[Stored data entries]
*** Begin section ***

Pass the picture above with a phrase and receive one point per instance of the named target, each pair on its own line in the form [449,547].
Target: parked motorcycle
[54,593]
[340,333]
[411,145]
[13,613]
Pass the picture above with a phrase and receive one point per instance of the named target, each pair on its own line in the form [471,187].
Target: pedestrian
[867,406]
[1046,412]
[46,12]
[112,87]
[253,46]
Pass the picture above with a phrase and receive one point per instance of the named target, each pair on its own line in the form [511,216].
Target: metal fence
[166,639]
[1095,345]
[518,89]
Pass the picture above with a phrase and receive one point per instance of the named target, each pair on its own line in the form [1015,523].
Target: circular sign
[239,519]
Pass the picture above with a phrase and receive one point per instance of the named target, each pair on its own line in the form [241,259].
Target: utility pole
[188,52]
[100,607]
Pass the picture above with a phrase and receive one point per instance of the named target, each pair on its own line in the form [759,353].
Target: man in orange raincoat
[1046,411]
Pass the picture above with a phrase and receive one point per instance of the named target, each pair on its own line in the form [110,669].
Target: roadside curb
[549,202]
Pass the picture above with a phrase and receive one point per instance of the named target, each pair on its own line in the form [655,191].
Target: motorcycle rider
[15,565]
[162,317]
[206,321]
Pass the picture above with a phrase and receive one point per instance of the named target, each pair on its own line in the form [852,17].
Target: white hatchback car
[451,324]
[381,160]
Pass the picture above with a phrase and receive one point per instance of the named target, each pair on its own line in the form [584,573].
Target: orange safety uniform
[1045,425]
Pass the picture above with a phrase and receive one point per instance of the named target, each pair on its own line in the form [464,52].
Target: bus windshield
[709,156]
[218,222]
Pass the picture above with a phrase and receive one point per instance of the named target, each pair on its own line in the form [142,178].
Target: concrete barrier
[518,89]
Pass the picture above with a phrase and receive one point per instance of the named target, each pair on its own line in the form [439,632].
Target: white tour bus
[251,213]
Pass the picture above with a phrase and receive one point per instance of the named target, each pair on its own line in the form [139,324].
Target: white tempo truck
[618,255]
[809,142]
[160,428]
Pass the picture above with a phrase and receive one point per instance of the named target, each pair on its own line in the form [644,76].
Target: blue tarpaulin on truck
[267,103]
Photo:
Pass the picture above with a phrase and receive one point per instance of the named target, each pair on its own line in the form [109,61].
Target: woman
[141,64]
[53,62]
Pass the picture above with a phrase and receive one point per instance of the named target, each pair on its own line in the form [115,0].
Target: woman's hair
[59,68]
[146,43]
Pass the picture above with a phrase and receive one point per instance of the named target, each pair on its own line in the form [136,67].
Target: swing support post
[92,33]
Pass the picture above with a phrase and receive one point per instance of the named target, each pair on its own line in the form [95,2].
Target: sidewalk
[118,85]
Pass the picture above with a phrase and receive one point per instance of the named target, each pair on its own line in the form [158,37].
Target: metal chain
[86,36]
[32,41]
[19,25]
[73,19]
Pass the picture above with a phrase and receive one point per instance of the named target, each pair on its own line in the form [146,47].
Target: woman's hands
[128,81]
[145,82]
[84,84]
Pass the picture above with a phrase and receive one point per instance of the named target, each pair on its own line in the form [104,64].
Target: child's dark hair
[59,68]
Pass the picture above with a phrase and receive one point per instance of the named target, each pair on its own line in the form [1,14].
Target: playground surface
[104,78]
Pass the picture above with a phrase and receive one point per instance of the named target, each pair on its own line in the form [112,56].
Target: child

*** End section ***

PROBLEM STATEMENT: Print each entry above word for word, leaving none out.

ANSWER SPACE:
Pass the picture above with a phrase and receive one point per instance of the named target, each pair on its own line in the form [449,547].
Target: parked motorcycle
[54,593]
[340,333]
[411,145]
[13,613]
Pass the picture above with a phrase and receive one point per instance of the named target, each pair on its own line in the form [471,187].
Target: pedestrian
[867,406]
[1046,412]
[46,12]
[112,87]
[253,46]
Pass the picture above with a phrase and receive one point per instance of the named target, each pair on its own line in the form [511,216].
Target: metal fence
[166,639]
[1095,345]
[518,89]
Pass the picture above with a phrase and receive one point per instance of the named target, each pair on its own line in the form [1015,523].
Target: circular sign
[239,519]
Pass the picture above with a phrase and receive one point per instance of the named target, each pair on its own line in the form [241,259].
Target: utility pole
[188,52]
[100,607]
Pass the picture above with a phrase and receive one point per instance of the named target, each pair on its own line in the form [759,353].
Target: man in orange raincoat
[1046,411]
Pass the picture above with a phrase and receive one point per instance of the named target, each pair on its own line in the form [110,669].
Target: roadside curb
[549,202]
Pass the picture above with a phrase and receive one point per instance of the named target, each pair on its own line in the form [655,191].
Target: motorcycle rider
[15,565]
[162,317]
[206,321]
Pass the picture above with a phrase and receive one point per instance of the named target, each pair on its own line in the form [852,17].
Target: white hatchback car
[451,324]
[381,160]
Pass the picture above with a phrase and receive one point per instance of the named target, each pair on its own line in the form [584,573].
Target: orange safety uniform
[1045,425]
Pass the picture above with a phrase and receive one point per instance of the named target, each pair on its own line in the form [464,52].
Target: bus windshield
[709,156]
[218,222]
Pass the picture above with a phrase and receive one point per instance of the named target, each pair on its own line in the form [142,178].
Target: concrete barrier
[518,89]
Pass the picture above with a phrase and receive one point per instance of the named target, each pair on its own line in the form [439,632].
Target: white tour bus
[251,213]
Pass the picture above with a phrase and receive one point per instance of the named target, each pair on its own line in the form [139,324].
Target: white tempo truck
[618,255]
[809,142]
[160,428]
Pass the picture above with a phrase and receive one point per instance of the named target, each pair on its own line in the form [644,76].
Target: blue tarpaulin on truck
[267,103]
Photo:
Pass the picture above with a phrase and receive one point per instance of the named target, each pair on its own line in the form [109,61].
Target: woman
[141,64]
[53,62]
Pass the picture above with a phrase and receive one point per instance of the named target, each pair on its own line in the form [115,0].
Target: woman's hair
[59,68]
[146,43]
Pass the picture above with a phrase and receive one point per instance of the named target, each pair on its own line in the form [136,67].
Target: swing support post
[92,33]
Pass the picture above with a phrase and receive one point per instance of the named target, each pair on its own line in the form [95,2].
Target: sidewalk
[118,85]
Pass the picture above with a phrase and receive one point per instance of the named target, each pair on its own line in the form [158,37].
Target: metal chain
[86,36]
[32,41]
[19,25]
[73,19]
Pass the picture above with a phrase and receive one point per instance of the named target, each pair on its own line in the form [146,47].
Target: woman's hands
[128,81]
[145,82]
[84,84]
Pass the picture above with a phrase and receive one point per instance of the named target, each pair on its own line in the form [104,64].
Target: child's dark hair
[59,68]
Pass the picture above with a phrase and receive one point per instance of the named target, each pair on its own line in the form [1,14].
Target: playground surface
[104,78]
Pass the picture above with a phrase and receive one point per instance of the named target, each pair on its own line in the form [112,56].
Target: child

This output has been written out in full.